* [Data under study]
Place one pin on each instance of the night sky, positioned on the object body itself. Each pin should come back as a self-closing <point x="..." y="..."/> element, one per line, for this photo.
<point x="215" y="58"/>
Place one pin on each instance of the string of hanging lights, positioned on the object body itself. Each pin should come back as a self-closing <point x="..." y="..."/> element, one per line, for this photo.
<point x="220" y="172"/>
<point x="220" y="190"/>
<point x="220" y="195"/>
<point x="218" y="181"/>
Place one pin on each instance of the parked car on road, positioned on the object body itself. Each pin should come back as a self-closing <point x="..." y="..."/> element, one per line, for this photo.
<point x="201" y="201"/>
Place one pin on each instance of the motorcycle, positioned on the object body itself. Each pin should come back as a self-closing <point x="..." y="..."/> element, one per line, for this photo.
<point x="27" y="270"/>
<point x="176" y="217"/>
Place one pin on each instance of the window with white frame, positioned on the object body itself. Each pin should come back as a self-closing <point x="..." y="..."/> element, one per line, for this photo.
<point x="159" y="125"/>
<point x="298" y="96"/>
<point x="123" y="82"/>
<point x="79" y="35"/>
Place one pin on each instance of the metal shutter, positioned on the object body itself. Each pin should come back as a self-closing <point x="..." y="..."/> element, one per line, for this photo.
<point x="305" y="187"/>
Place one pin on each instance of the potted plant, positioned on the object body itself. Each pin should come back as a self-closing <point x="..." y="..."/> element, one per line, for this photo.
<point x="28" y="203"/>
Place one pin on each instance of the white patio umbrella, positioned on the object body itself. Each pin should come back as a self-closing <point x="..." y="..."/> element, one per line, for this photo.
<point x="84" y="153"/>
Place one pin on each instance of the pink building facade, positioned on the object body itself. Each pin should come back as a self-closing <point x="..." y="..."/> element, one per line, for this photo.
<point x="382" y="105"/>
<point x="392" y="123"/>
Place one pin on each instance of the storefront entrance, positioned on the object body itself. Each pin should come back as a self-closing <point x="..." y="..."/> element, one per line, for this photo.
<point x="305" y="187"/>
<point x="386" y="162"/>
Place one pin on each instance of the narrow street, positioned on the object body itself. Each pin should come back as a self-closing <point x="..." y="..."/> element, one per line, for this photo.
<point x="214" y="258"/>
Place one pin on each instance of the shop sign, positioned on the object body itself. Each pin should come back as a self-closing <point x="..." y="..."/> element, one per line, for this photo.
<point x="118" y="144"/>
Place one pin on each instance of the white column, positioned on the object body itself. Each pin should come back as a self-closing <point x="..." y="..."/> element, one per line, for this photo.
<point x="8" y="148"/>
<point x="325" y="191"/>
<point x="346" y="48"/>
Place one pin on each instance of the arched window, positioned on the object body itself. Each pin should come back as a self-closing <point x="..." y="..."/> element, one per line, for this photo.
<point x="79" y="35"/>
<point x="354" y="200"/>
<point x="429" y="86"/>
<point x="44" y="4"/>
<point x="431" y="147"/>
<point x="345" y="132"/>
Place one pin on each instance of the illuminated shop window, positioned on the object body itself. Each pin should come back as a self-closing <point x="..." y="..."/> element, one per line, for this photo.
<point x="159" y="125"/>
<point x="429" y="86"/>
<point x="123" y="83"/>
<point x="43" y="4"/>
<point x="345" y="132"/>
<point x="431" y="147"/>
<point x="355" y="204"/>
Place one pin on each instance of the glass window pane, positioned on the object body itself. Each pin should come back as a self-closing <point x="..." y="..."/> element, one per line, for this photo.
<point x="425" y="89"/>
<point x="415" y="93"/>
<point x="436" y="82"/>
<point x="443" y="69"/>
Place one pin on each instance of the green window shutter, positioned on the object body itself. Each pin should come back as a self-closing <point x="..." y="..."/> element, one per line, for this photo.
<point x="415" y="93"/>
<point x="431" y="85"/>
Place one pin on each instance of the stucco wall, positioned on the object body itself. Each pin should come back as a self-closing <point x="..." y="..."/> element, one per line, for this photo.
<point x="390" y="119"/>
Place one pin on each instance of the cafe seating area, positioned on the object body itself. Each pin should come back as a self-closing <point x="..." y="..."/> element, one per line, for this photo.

* [Your goal] The answer is the full set of records, printed exactly as given.

* [Expected answer]
Place one pin on each instance of the night sky, positioned on the object body itself. Each pin should come back as a self-closing <point x="..." y="..."/> element, one per line, for this photo.
<point x="215" y="58"/>
Place one pin on each instance of the string of hanging lights, positioned on the object body itself. Each pin should come back as a self-closing <point x="..." y="..."/> element, one per line, for this photo.
<point x="220" y="172"/>
<point x="220" y="190"/>
<point x="220" y="195"/>
<point x="218" y="181"/>
Place one pin on each instance of the parked car on road, positioned on the object body itself. Each pin should come back as a self-closing <point x="..." y="..."/> element, one per line, for this photo.
<point x="201" y="201"/>
Place one pin on each instance of the motorcycle, positioned on the object body itself. Each pin should come back as a self-closing <point x="..." y="..."/> element, one per line, for this photo.
<point x="27" y="270"/>
<point x="176" y="217"/>
Place one pin on each instance of the window with white frame, positioned on the object body itself. Each pin should come back as a self-closing <point x="..." y="..."/> element, one per line, for this photo.
<point x="159" y="125"/>
<point x="298" y="96"/>
<point x="123" y="82"/>
<point x="79" y="35"/>
Place one pin on each instance of the metal shutter, positioned on the object body itself. Each pin should come back as a self-closing <point x="..." y="..."/> element, one per line, for this photo.
<point x="305" y="187"/>
Place one pin on each instance of the potted plant, positioned on the object body itself. Each pin should come back as a self-closing <point x="..." y="..."/> element, one per line, for this photo.
<point x="28" y="203"/>
Place one pin on each instance of the white patio umbrella, positioned on the object body itself. Each pin should come back as a self-closing <point x="..." y="..."/> element, one per line, for this photo.
<point x="84" y="153"/>
Place one pin on each instance of the pink building facade, positioned on the object body itself. Each pin should come back as a self-closing <point x="..." y="..."/> element, one per line, for this photo.
<point x="382" y="105"/>
<point x="392" y="123"/>
Place one pin on each instance of the storefront entrance, positioned on the object body itself. Each pin should come back as a self-closing <point x="..." y="..."/> element, one per line, for this photo.
<point x="305" y="187"/>
<point x="386" y="162"/>
Place one pin on each instance of the narrow street, positioned on the object body itself. Each pin should come back as a self-closing <point x="..." y="..."/> element, one per line, for this photo.
<point x="214" y="258"/>
Place one pin on each instance of the shop sign, positioned on the object body itself. Each pin should come back as a self-closing <point x="..." y="..."/> element, one per line, for this photo.
<point x="118" y="144"/>
Place one pin on each instance of the white column, positioned on the object body itself. Each pin should come back as a self-closing <point x="..." y="..."/> element, one per line, for this photo.
<point x="8" y="148"/>
<point x="325" y="191"/>
<point x="346" y="48"/>
Place one pin on each instance of the arched window, positioned on the object body itself. Each pin should come back as a self-closing <point x="..." y="..."/> element, one per line, for this photo.
<point x="79" y="35"/>
<point x="354" y="200"/>
<point x="429" y="86"/>
<point x="44" y="4"/>
<point x="431" y="147"/>
<point x="345" y="132"/>
Place one pin on each instance of the illuminated shop window, positioned on the object body itself. Each pin should come back as a self-closing <point x="..." y="..."/> element, one per line, for this photo.
<point x="159" y="125"/>
<point x="429" y="86"/>
<point x="123" y="83"/>
<point x="43" y="4"/>
<point x="345" y="132"/>
<point x="431" y="147"/>
<point x="355" y="204"/>
Place one pin on each instance of the glass window pane, positioned on the object body itself. Each pin should come back as a self-closing <point x="..." y="..."/> element, one per line, for this photo.
<point x="425" y="89"/>
<point x="415" y="93"/>
<point x="436" y="82"/>
<point x="443" y="69"/>
Place one pin on each instance of the green window shutter, positioned on the object body itself. Each pin should come back as a self-closing <point x="..." y="..."/> element, one per line, for this photo.
<point x="415" y="93"/>
<point x="431" y="85"/>
Place one pin on each instance of the stucco wall, positioned on the object body itself. Each pin should come back as a self-closing <point x="..." y="..."/> element, one per line, for this photo.
<point x="390" y="119"/>
Place one pin on each instance of the cafe seating area, positioned on the object body itself. Each pin should come back as a self-closing <point x="..." y="..."/> element, one per line, for this photo.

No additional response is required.